### DIRECTION 1
In the article on sharing student stories, who coined the phrase "windows, mirrors, and sliding glass doors"?

### EXCERPTED TEXT
----------------
Research suggests that students, especially those experiencing socioeconomic challenges, academically benefit from having their values, personal stories, and identities lifted up and respected in schools.
This series will explore what that might look like in the classroom.
Today’s contributors were also guests on my 10-minute BAM! Radio Show. You can also find a list of, and links to, previous shows here.
You might also be interested in Three Excellent Student Identity “Self-Portrait” Activities.
Sharing Stories
Crystal Watson is an educator located in Cincinnati. Her work is centered on providing space for young people to be partners in their learning experience:
Through sharing of stories, young people have the chance to build authentic connections within themselves and among each other. Rudine Sims Bishop conceptualized this and coined the phrase “windows, mirrors, and sliding glass doors” (Potter, 2019). Encouraging young people to share their own stories with us and each other allows us to learn about others, see and examine ourselves, and engage with others’ experiences at different points in time. Stories can be a powerful tool to build lasting, authentic relationships as well as sharpen transferable skills as students matriculate through K-12 and beyond.
Environment Matters
Creating a safe and supportive environment is nonnegotiable. As humans, we all need to feel physically, emotionally, and psychologically safe and supported in order to share our stories. Educators, it’s important to create a classroom culture that values and respects each student’s unique perspective.
Try This:
· Share your stories first: Modeling is a powerful tool of encouragement.
· Model empathy and deep listening through things like affirmations, clarifying questions, and/or appreciation.
· Encourage personal stories often, not just at the beginning of a year or unit.
· Model what vulnerability and correction look like through apology and/or acknowledgement of others’ experiences.
· Intentionally choose and/or create curriculum, assignments, activities, etc., using identities of young people in the classroom.
Once the environment is built to be safe, inviting, and supportive, there will be more opportunities for young people to voluntarily share parts of themselves with us and with each other!
Resources: Environment
1. Safe Spaces for Black Students
2. Safe Spaces for LGBTQIA+ Students
Exploration of Self and Others
Educators do more than teach … we help build identities. The space we provide for exploration of both self and others for young people should be intentional, authentic, and rooted in the humanity of each one in our classrooms.
Try This:
· Opportunities for reflection: Reflection is an important part of the storytelling and identity-building process. Encourage youth to reflect on their experiences and explore how those experiences have shaped who they are today. Try journaling and/or discussion.
· Opportunities for choice in how to engage: Allow for choice in the ways in which youth share stories with each other. They could write, make a video, do a presentation, or engage in an art form that reflects their own cultural background, experiences, and perspectives. Allowing for choice increases comfort. Remember, environment matters.
· Feedback and support: As young people share their stories, provide feedback and support. Encourage them to revise and refine their work and offer constructive feedback that helps them improve their skills and shows we are listening/recognizing what they bring to the space.
Resources: Exploration of self and others
2. Research-Based Ways for Feedback
Content and Context
I’d be remiss not to acknowledge the great number of concepts and skills we must ensure young people grasp each year. It is imperative we find ways to incorporate what we know to be best for building safe environments, encouraging storytelling, and building positive identities. Contextualizing our content through stories, communication, and reflection is our goal.
----------------
### RECORDS SUPPLIED

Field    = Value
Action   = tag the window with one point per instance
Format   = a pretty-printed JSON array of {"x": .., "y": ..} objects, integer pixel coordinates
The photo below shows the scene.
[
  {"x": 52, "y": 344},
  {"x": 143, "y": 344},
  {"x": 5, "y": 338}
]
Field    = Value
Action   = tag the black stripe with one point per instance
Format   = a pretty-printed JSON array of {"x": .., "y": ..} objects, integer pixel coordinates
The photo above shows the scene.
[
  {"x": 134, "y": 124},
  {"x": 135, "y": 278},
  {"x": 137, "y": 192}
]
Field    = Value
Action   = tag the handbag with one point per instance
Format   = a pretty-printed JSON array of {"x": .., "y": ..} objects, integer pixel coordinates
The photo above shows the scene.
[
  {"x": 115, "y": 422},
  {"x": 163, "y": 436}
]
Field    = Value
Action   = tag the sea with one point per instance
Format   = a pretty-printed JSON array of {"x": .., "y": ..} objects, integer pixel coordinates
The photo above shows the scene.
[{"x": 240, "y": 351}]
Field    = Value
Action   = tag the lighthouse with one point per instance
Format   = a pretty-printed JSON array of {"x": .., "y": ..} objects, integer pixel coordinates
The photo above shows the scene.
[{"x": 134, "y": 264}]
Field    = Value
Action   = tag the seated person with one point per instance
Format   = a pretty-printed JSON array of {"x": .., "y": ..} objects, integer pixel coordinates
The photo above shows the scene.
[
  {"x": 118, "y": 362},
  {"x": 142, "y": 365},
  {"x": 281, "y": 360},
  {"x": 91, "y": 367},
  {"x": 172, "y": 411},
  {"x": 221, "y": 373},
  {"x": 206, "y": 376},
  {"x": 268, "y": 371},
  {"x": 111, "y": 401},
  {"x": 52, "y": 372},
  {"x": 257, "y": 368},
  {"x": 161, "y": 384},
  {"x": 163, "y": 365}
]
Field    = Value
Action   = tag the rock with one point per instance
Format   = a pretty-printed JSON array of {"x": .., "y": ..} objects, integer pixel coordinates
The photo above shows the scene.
----------------
### DIRECTION 2
Reproduce the entire listing that follows the article, line for line and without changes.

### REPLY 1
Rudine Sims Bishop

### REPLY 2
Field    = Value
Action   = tag the window with one point per instance
Format   = a pretty-printed JSON array of {"x": .., "y": ..} objects, integer pixel coordinates
The photo below shows the scene.
[
  {"x": 52, "y": 344},
  {"x": 143, "y": 344},
  {"x": 5, "y": 338}
]
Field    = Value
Action   = tag the black stripe with one point per instance
Format   = a pretty-printed JSON array of {"x": .., "y": ..} objects, integer pixel coordinates
The photo above shows the scene.
[
  {"x": 134, "y": 124},
  {"x": 135, "y": 278},
  {"x": 137, "y": 192}
]
Field    = Value
Action   = tag the handbag with one point per instance
Format   = a pretty-printed JSON array of {"x": .., "y": ..} objects, integer pixel coordinates
The photo above shows the scene.
[
  {"x": 115, "y": 422},
  {"x": 163, "y": 436}
]
Field    = Value
Action   = tag the sea with one point per instance
Format   = a pretty-printed JSON array of {"x": .., "y": ..} objects, integer pixel coordinates
The photo above shows the scene.
[{"x": 240, "y": 351}]
Field    = Value
Action   = tag the lighthouse with one point per instance
Format   = a pretty-printed JSON array of {"x": .., "y": ..} objects, integer pixel coordinates
The photo above shows the scene.
[{"x": 134, "y": 264}]
Field    = Value
Action   = tag the seated person with one point per instance
Format   = a pretty-printed JSON array of {"x": .., "y": ..} objects, integer pixel coordinates
The photo above shows the scene.
[
  {"x": 118, "y": 362},
  {"x": 142, "y": 365},
  {"x": 281, "y": 360},
  {"x": 91, "y": 367},
  {"x": 172, "y": 411},
  {"x": 221, "y": 373},
  {"x": 206, "y": 376},
  {"x": 268, "y": 371},
  {"x": 111, "y": 401},
  {"x": 52, "y": 372},
  {"x": 257, "y": 368},
  {"x": 161, "y": 384},
  {"x": 163, "y": 365}
]
Field    = Value
Action   = tag the rock with one point per instance
Format   = a pretty-printed JSON array of {"x": .., "y": ..} objects, integer pixel coordinates
The photo above shows the scene.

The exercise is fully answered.